Segment Start: DOCUMENT SEGMENT

Ref PMID=11289288, Perrotti P, Antropoli C, Molino D ,et al. Conservative treatment of acute thrombosed external hemorrhoids with topical nifedipine. Dis Colon Rectum. 2001; 44: 405-409.
Answer 2 For prolapsed internal haemorrhoids, the best definitive treatment is traditional hemorrhoidectomy.
Strength of recommendation: A, systematic reviews.
The corpus has been sourced from the Clinical Inquiries section of the JFP. These Clinical Inquiries are short reviews of about two pages each. Each Clinical Inquiry addresses key clinical questions for family practice. We have downloaded a total of 456 publicly available clinical inquiries with the kind permission of the publishers. The corpus is formatted in XML to facilitate its processing by a computer. An extract of the corpus is shown in Figure 1, reformatted to ease readability and to illustrate the ideal output that a summariser should produce.
To produce the corpus we have processed each clinical inquiry and the following information has been extracted:
The clinical inquiries, e.g. “What is the most effective treatment for tinea pedis athlete's foot?”. This was obtained straight from the title of the clinical inquiry.
The evidence-based answers: The answer to each clinical inquiry is composed of several parts addressing different topics related to the question. Each part was identified automatically by using the formatting conventions of the source text. In particular, we took advantage of the fact that each part was followed by an evidence grade that was easy to identify (see below).
The evidence grades of the answer parts: The evidence grade of each answer part follows the Strength of Recommendation (SOR) taxonomy that is used by JFP. It was extracted from the source text by exploiting the text formatting conventions, in particular by looking at the presence of the keyword “SOR”, followed by a letter indicating the strength of the recommendation (A, B, C, or D).
The answer justifications: The main text of each clinical inquiry was inspected manually and fragments of it were allocated to the relevant answer components. This was a major annotation undertaking. The source text was distributed to three annotators (members of the research team), with some overlap to check consistency. During the annotation process several checks were made until a final consensus was reached. The whole annotation process took place between December 2010 and February 2011. During the annotation process the annotators also double-checked the automatically extracted components (clinical inquiry, answer, and evidence grade) and corrected them when necessary.
The references: During the annotation process, the citation text was automatically extracted and then manually allocated to the corresponding answer justifications. For each reference, the PubMed ID was identified by running a crowdsourcing annotation task using Amazon's Mechanical Turk (AMT). The references were grouped in sets of 10 references per group (called “hit” in AMT’s framework), and each individual hit was assigned to 5 Turkers from the pool of Turkers provided by AMT. After passing a test where they were asked to simulate the annotation task given references with known IDs, the Turkers could choose what hits to annotate. After the annotation was complete, the following automatic checks were made to detect the quality of the annotations: (i) include references with known IDs and check them against the IDs found by the Turkers; (ii) check any errors reported after searching PubMed with the IDs; (iii) compute the percentage of overlapping text between the reference text and the title of the PubMed article retrieved using the ID; and (iv) check the agreement with the other Turkers. These tests highlighted potentially incorrect IDs returned by the Turkers, which were then reviewed manually and corrected if necessary. A final test after the crowdsourcing task was completed and double-checked as described above revealed 100% correct annotations from a random sample of 100 annotations.

Segment End: DOCUMENT SEGMENT
Segment Start: SOURCE MATERIAL

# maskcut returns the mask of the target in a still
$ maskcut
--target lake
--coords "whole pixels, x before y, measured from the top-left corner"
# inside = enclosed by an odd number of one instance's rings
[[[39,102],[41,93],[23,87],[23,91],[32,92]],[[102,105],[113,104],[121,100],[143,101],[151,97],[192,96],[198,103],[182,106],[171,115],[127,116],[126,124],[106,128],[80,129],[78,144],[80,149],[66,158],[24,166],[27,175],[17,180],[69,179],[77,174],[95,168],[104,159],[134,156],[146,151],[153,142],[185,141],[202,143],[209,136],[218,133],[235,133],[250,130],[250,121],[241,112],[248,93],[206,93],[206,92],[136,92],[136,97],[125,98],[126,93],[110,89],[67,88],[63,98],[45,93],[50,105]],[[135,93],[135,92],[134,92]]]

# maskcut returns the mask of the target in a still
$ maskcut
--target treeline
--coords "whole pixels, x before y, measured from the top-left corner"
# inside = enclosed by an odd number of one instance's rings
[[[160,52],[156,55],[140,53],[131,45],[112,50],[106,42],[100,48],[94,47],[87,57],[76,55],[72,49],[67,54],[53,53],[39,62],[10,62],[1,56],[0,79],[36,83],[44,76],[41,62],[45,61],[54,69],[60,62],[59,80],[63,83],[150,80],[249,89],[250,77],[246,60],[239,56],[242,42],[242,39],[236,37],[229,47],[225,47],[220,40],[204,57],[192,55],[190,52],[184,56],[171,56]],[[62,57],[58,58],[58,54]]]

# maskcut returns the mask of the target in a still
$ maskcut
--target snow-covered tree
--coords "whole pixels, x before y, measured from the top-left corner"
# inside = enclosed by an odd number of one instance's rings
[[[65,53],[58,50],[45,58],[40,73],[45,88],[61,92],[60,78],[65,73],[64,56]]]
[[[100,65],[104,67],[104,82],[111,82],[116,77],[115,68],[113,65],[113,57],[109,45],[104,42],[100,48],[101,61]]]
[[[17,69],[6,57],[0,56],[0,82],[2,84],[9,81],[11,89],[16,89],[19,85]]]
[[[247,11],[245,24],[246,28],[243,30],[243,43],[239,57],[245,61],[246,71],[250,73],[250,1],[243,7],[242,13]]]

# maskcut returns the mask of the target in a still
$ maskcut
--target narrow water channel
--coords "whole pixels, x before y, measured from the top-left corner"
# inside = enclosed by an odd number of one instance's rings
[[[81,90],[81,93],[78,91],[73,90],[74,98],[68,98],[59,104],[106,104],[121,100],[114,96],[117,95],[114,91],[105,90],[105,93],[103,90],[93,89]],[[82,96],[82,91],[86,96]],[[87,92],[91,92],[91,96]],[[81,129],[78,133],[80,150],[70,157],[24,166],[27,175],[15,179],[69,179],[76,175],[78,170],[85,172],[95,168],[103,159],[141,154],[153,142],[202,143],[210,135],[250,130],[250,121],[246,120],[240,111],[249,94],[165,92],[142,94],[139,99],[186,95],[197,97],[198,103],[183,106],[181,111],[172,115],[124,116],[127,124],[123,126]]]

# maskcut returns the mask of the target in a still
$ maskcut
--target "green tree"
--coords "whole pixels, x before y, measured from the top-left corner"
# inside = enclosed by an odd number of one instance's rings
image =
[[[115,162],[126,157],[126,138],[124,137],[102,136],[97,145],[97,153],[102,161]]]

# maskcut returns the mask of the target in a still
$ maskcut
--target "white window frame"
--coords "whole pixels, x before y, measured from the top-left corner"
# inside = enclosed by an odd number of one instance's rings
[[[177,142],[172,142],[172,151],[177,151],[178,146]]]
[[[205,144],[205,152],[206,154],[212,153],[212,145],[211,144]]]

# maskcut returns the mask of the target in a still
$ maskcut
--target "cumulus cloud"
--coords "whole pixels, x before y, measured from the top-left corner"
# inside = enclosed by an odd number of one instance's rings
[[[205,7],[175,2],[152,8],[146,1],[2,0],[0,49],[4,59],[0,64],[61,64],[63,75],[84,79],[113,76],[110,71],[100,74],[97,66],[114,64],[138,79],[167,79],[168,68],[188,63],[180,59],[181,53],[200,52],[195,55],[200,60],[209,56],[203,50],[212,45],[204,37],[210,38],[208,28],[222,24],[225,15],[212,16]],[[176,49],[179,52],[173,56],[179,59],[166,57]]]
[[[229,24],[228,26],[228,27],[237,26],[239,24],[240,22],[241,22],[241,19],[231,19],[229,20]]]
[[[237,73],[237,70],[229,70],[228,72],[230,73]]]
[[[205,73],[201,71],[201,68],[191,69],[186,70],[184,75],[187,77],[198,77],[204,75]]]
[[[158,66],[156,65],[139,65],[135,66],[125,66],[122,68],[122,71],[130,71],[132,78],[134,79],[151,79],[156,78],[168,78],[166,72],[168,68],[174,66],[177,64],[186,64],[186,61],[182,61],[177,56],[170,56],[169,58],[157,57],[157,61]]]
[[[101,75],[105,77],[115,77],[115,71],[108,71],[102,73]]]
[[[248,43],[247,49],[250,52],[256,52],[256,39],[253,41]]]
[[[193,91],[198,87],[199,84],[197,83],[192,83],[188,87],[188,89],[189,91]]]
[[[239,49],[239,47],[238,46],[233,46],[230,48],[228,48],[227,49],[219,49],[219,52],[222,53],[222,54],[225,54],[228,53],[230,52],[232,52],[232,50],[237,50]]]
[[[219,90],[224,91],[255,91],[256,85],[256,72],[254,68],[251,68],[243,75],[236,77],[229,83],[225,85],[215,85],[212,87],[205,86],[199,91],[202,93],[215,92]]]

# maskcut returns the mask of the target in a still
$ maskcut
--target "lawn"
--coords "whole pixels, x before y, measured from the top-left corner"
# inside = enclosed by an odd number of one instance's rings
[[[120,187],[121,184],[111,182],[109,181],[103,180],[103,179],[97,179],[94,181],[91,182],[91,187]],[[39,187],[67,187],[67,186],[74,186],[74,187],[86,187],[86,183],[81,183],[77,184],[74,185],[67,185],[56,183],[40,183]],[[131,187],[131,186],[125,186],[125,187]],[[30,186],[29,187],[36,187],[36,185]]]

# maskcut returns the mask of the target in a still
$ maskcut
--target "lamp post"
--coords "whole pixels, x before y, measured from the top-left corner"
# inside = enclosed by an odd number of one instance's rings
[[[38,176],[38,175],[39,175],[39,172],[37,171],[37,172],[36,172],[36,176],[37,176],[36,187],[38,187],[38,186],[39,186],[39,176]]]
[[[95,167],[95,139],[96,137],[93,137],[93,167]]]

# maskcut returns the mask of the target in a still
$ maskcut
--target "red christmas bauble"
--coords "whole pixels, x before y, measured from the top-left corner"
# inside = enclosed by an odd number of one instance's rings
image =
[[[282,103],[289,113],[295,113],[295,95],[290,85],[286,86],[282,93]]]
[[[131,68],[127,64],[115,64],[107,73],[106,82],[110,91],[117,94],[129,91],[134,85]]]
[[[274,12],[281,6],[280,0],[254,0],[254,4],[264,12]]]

Segment End: SOURCE MATERIAL

TASK REQUIREMENTS =>
a. Transcribe the stretch of the corpus description from "To produce the" through "identify (see below).".
b. Which kinds of information does the corpus description say were extracted from each clinical inquiry? List them all.

TASK ANSWERS =>
a.
To produce the corpus we have processed each clinical inquiry and the following information has been extracted:
The clinical inquiries, e.g. “What is the most effective treatment for tinea pedis athlete's foot?”. This was obtained straight from the title of the clinical inquiry.
The evidence-based answers: The answer to each clinical inquiry is composed of several parts addressing different topics related to the question. Each part was identified automatically by using the formatting conventions of the source text. In particular, we took advantage of the fact that each part was followed by an evidence grade that was easy to identify (see below).

b.
- The clinical inquiries
- The evidence-based answers
- The evidence grades of the answer parts
- The answer justifications
- The references